◆ **Text section**:
*****

The new PM wants a debate on social mobility and Brexit. 

This was the summer of the Phony Brexit. But on Wednesday, the new Tory cabinet emerged from their holiday hideaways to discuss how Britain will negotiate its exit from the EU. 

The new prime minister Theresa May is hosting a meeting that includes Brexiteers like David Davis, now minister for Brexit, Boris Johnson, the new Foreign secretary, and Liam Fox.

For now, their views on negotiations are taking place behind closed doors at the PM’s country retreat, Chequers. But here is what we know so far:

1. Talks won’t begin this year

May said in July that official negotiations would not start in 2016. Instead, she pledged to take the time to secure “a sensible and orderly departure”. 

2. But forget a second referendum

In her opening speech to cabinet, May said: “We must continue to be very clear that ‘Brexit means Brexit’, that we’re going to make a success of it. That means there’s no second referendum; no attempts to sort of stay in the EU by the back door; that we’re actually going to deliver on this.”

3. And Article 50 remains mysterious

A No.10 spokesman has confirmed that Parliament will “have its say” but did not clarify whether this would be before or after Article 50 is triggered. According to The Telegraph, May has been told she has the authority to invoke it without a vote in Parliament, although she has confirmed she will not do so this eyar.

4. The cabinet need to speak up

May’s “you break it, you fix it” approach to cabinet appointments means that key Brexiteers are now in charge of overseeing affected areas, such as farming and international relations. According to the BBC, the PM is asking each minister to report back on opportunities for their departments. 

5. Brexit comes with social mobility

As well as Brexit, May is discussing social reform with her cabinet. She told them: “We want to be a government and a country that works for everyone.” The PM already performed some social mobility of her own, when she ditched public school boy Chancellor George Osborne in favour of state school Philip Hammond. 

6. All eyes will be on DExEU

Davis, aka Brexit minister, heads up the Department for Exiting the EU, a new ministerial department. According to Oliver Ilott, from the Institute for Government, this department will be responsible for setting the ground rules across Whitehall. He  said: “DExEu needs to make sure that there is a shared understanding of the parameters of future negotiations before Whitehall departments go too far down their own rabbit holes.”

*****

◆ **Entries provided**:
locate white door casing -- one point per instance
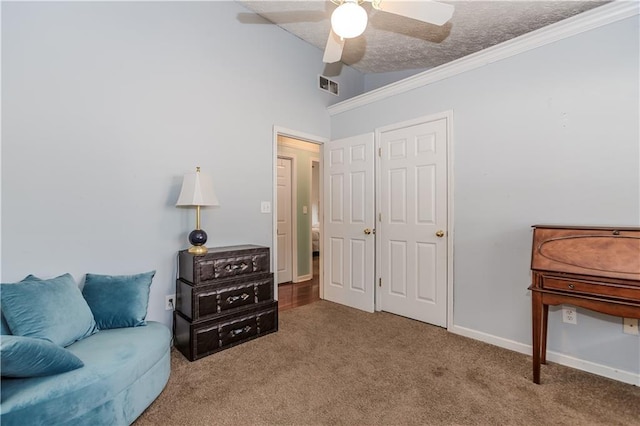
(349, 209)
(284, 228)
(413, 181)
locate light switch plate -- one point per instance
(630, 326)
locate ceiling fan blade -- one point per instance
(429, 11)
(333, 50)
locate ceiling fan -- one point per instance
(349, 19)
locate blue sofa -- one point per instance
(125, 369)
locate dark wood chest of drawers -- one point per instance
(223, 298)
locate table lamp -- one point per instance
(197, 190)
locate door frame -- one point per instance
(448, 116)
(293, 197)
(306, 137)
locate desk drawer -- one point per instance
(621, 291)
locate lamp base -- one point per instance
(198, 238)
(198, 250)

*****

◆ **Things to do**:
A - List the six numbered headings in the Brexit article.
B - Reproduce the Brexit article word for word from "1. Talks won’t" to "so this eyar.".

◆ **Answers provided**:
A -
1. Talks won’t begin this year
2. But forget a second referendum
3. And Article 50 remains mysterious
4. The cabinet need to speak up
5. Brexit comes with social mobility
6. All eyes will be on DExEU

B -
1. Talks won’t begin this year

May said in July that official negotiations would not start in 2016. Instead, she pledged to take the time to secure “a sensible and orderly departure”. 

2. But forget a second referendum

In her opening speech to cabinet, May said: “We must continue to be very clear that ‘Brexit means Brexit’, that we’re going to make a success of it. That means there’s no second referendum; no attempts to sort of stay in the EU by the back door; that we’re actually going to deliver on this.”

3. And Article 50 remains mysterious

A No.10 spokesman has confirmed that Parliament will “have its say” but did not clarify whether this would be before or after Article 50 is triggered. According to The Telegraph, May has been told she has the authority to invoke it without a vote in Parliament, although she has confirmed she will not do so this eyar.